(Saved data entries)
******

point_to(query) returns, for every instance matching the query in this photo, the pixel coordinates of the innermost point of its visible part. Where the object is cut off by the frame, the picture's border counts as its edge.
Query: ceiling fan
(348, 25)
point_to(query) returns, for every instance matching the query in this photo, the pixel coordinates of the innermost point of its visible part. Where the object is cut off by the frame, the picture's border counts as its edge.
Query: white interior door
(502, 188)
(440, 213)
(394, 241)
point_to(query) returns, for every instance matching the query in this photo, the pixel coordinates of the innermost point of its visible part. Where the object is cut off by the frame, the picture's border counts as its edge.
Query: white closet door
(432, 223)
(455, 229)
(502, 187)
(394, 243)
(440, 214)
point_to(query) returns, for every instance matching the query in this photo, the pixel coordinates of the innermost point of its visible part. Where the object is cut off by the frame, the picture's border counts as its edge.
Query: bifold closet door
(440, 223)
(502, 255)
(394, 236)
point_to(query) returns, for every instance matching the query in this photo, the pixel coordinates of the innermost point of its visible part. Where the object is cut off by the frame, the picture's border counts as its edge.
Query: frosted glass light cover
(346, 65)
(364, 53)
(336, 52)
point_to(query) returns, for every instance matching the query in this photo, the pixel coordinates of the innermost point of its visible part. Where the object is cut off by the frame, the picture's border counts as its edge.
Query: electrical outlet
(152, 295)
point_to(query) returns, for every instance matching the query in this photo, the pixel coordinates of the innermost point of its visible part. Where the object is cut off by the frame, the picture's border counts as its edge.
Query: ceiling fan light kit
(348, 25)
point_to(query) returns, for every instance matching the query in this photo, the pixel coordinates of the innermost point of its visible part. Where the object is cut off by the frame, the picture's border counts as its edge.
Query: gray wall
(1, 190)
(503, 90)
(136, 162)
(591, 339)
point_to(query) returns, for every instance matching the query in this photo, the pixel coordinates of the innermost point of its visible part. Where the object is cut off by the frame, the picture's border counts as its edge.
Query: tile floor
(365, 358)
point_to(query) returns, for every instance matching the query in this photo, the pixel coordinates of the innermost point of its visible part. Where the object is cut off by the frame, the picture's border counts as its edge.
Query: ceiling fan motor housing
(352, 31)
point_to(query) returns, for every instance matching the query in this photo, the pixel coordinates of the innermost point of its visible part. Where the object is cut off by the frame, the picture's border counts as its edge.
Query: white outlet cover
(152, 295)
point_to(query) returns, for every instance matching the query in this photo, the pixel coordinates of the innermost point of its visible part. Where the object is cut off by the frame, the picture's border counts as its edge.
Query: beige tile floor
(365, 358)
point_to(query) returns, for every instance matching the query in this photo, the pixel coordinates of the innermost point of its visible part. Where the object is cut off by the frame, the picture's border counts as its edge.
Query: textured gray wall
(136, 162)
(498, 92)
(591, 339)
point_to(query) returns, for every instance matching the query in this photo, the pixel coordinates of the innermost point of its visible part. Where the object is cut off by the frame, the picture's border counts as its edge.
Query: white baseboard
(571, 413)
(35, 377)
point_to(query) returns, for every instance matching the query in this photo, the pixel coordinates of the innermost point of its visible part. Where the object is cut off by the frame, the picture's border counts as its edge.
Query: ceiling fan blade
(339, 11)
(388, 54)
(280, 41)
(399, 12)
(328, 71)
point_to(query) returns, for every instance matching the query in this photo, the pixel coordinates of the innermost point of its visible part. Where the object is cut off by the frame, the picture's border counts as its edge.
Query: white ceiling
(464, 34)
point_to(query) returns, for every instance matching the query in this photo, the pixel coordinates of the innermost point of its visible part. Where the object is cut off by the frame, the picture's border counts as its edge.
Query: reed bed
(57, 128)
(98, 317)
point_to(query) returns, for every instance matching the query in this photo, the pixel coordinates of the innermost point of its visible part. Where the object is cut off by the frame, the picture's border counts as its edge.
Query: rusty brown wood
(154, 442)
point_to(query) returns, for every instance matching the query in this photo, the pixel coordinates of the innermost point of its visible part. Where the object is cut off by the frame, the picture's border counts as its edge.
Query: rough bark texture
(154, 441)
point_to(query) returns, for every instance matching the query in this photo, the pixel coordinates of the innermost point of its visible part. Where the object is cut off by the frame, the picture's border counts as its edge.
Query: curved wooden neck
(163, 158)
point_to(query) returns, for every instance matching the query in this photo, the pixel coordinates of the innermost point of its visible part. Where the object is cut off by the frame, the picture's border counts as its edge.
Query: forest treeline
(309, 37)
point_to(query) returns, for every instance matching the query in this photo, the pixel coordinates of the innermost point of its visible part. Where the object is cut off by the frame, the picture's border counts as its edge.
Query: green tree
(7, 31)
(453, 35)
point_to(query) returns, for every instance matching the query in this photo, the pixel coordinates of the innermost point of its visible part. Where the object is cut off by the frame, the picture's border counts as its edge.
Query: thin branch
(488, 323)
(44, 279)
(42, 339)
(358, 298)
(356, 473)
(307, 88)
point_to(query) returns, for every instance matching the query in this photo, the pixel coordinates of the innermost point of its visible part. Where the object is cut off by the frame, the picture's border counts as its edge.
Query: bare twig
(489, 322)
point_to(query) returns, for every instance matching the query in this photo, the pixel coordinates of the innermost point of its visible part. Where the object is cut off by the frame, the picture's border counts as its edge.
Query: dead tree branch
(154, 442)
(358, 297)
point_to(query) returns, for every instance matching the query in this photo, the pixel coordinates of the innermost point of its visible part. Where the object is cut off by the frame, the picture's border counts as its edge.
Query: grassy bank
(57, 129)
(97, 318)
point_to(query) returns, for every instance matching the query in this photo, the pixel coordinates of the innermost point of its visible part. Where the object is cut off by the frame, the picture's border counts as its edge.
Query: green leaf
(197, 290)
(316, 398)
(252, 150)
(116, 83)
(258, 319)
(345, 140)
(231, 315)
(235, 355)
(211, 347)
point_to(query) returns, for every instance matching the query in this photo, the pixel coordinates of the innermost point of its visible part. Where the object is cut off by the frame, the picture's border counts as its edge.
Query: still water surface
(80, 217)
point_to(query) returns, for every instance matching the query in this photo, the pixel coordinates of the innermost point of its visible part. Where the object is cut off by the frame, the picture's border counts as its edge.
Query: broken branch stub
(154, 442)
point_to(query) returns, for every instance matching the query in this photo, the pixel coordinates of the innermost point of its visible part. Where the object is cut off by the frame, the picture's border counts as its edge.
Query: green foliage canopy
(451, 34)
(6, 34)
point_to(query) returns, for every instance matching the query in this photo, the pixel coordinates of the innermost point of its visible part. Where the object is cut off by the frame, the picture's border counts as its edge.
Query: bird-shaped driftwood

******

**Your task**
Using the data above, restate every record word for word.

**Worked solution**
point_to(query) returns, for every instance matching the query in this photo, the pixel coordinates of the innermost point of its visible part. Where the object is cut off by the frame, the picture's border counts as its edge.
Query: ceiling fan
(348, 25)
point_to(query) returns, for every instance matching the query in this photo, the pixel coordinates of the innermost point of its visible part. Where the object is cut off by the frame, the picture's border counts as its edge.
Query: white interior door
(502, 188)
(440, 213)
(394, 241)
point_to(query) returns, for every instance matching the query in this photo, the pixel coordinates of the innermost point of its visible part. Where the object is cut off by the frame, the picture's border counts as its edge.
Query: white closet door
(432, 223)
(455, 229)
(502, 187)
(394, 243)
(440, 214)
point_to(query) returns, for every instance matching the query in this photo, the pixel coordinates of the innermost point of its visible part. Where the object is cut off by the frame, the picture's border counts as its edge.
Query: bifold closet door
(440, 223)
(502, 255)
(394, 236)
point_to(query) returns, for every instance matching the query in this photo, the pixel coordinates of the innermost point of its visible part. Where the object is cut off by the frame, the picture's border counts as its edge.
Query: frosted glass light cover
(346, 65)
(364, 53)
(336, 52)
point_to(query) returns, for every instance matching the query in this photo, the pixel coordinates of the innermost point of its visible part. Where the object is cut off by the frame, the picture's border counts as its edge.
Query: electrical outlet
(152, 295)
point_to(query) returns, for every instance matching the query in this photo, the pixel coordinates of the innermost point of its visible part. Where the object is cut off by the frame, the picture's border counts as its edge.
Query: ceiling fan light kit
(348, 25)
point_to(query) returns, for every instance matching the query in this photo, the pixel coordinates of the innermost point of its visible part. Where the object is cut off by the frame, the picture's border counts as its edge.
Query: gray wall
(1, 190)
(503, 90)
(136, 162)
(591, 339)
point_to(query) returns, for every instance matching the query in this photo, the pixel coordinates of the innermost point of its visible part. Where the object is cut off by the frame, the picture's border counts as its edge.
Query: tile floor
(365, 358)
point_to(query) returns, for every instance matching the query in this photo, the pixel coordinates of the innermost point of its visible part. Where the object is cut off by the frame, the picture's border counts as its edge.
Query: ceiling fan motor housing
(352, 31)
point_to(query) returns, for every instance matching the query in this photo, the pixel coordinates of the innermost point of its visible part. Where the object is cut off by the frame, the picture's border counts as its edge.
Query: white outlet cover
(152, 295)
point_to(query) returns, for every instance matching the query in this photo, the pixel coordinates of the innermost point of its visible part. Where the object is cut off by the frame, the picture's border counts as its edge.
Query: beige tile floor
(365, 358)
point_to(query) returns, for every instance matching the query in this photo, the pixel coordinates of the innermost point of its visible part. Where the object is cut off by the frame, the picture's border counts as its edge.
Query: textured gray wall
(136, 162)
(498, 92)
(591, 339)
point_to(query) returns, for every instance matching the query in this photo, the pixel coordinates of the innermost point of its visible part. Where the object is cut off by the frame, the picture's border counts as its edge.
Query: white baseboard
(571, 413)
(35, 377)
point_to(query) returns, for every instance matching the query in this photo, the pixel coordinates of the innermost point of its visible part. Where the object is cut off by the frame, the picture's border counts as its edge.
Query: ceiling fan blade
(339, 11)
(388, 54)
(280, 41)
(399, 12)
(328, 71)
point_to(query) returns, for every instance matching the query in this photo, the pixel coordinates of the innermost point of its visible part. Where the object is cut off by the frame, the picture's border counts as its edge.
Query: white ceiling
(464, 34)
point_to(query) returns, for every instance matching the query in this photo, the pixel coordinates of the innermost point of its visible part. Where the object is cut off by the frame, the picture's border counts as its edge.
Query: reed bed
(57, 128)
(98, 317)
point_to(query) returns, for every instance matching the query in this photo, the pixel coordinates of the innermost point of its visible part. Where the object is cut off by the frame, the picture's border counts as its edge.
Query: rusty brown wood
(154, 442)
point_to(query) returns, for every instance matching the query in this photo, the pixel coordinates of the innermost point of its visible part. Where the object is cut off by the frame, the picture's border counts as its edge.
Query: rough bark texture
(154, 441)
point_to(query) returns, for every instance matching the query in this photo, the pixel coordinates of the innermost point of its visible part. Where the object is cut off by the frame, the picture's border counts as its edge.
Query: curved wooden neck
(163, 158)
point_to(query) returns, for every instance matching the query in this photo, the pixel coordinates of the innermost point of its visible part. Where the object is cut off by the frame, the picture's border counts as its edge.
Query: forest treeline
(309, 37)
point_to(query) returns, for every instance matching the query in this photo, the pixel coordinates of the innermost point of its visible part. Where the object is cut off by the frame, the picture's border counts as its edge.
Query: green tree
(7, 31)
(453, 35)
point_to(query) returns, for every instance matching the query in this photo, the pixel coordinates of the innermost point of its visible part. Where the object is cut off by the frame, the picture's border counts as its edge.
Query: thin branch
(488, 323)
(44, 279)
(42, 339)
(358, 298)
(356, 473)
(307, 88)
point_to(query) returns, for every instance matching the query in this photo, the pixel coordinates of the innermost point of its visible part. Where the object is cut off by the frame, the picture's border counts as its edge.
Query: bare twig
(489, 322)
point_to(query) returns, for every instance matching the query in this photo, the pixel coordinates of the innermost point of its visible part. Where the object is cut off by the frame, the picture's border counts as its edge.
Query: dead tree branch
(154, 442)
(358, 297)
point_to(query) returns, for every instance matching the query in this photo, the pixel coordinates of the innermost point of its visible part. Where the object is cut off by the frame, the picture's border counts as its edge.
Query: grassy bank
(57, 129)
(97, 318)
point_to(query) returns, for every instance matching the query in this photo, the pixel coordinates of the innermost point of its visible part. Where the object is cut off by the frame, the picture's border counts as its edge.
Query: green leaf
(197, 290)
(316, 398)
(252, 150)
(116, 83)
(258, 319)
(345, 140)
(231, 315)
(235, 355)
(211, 347)
point_to(query) returns, for every instance matching the query in this photo, the pixel coordinates of the innermost point of its visible part. Where the object is cut off by the frame, the picture's border counts as its edge.
Query: still water surface
(80, 217)
point_to(query) returns, for every instance matching the query in this photo, the pixel coordinates of the innermost point of its visible part. Where the object is cut off by the frame, the picture's border counts as its edge.
Query: broken branch stub
(154, 442)
point_to(query) returns, for every instance matching the query in this photo, the pixel coordinates of the innermost point of its visible part. Where the object is cut off by the frame, the picture's border counts as its edge.
Query: green foliage canopy
(451, 34)
(6, 34)
point_to(query) returns, for every instance matching the query in this photo, the pixel coordinates of the innermost point of its visible part. Where the object is cut off by the frame, the picture's border counts as its edge.
Query: bird-shaped driftwood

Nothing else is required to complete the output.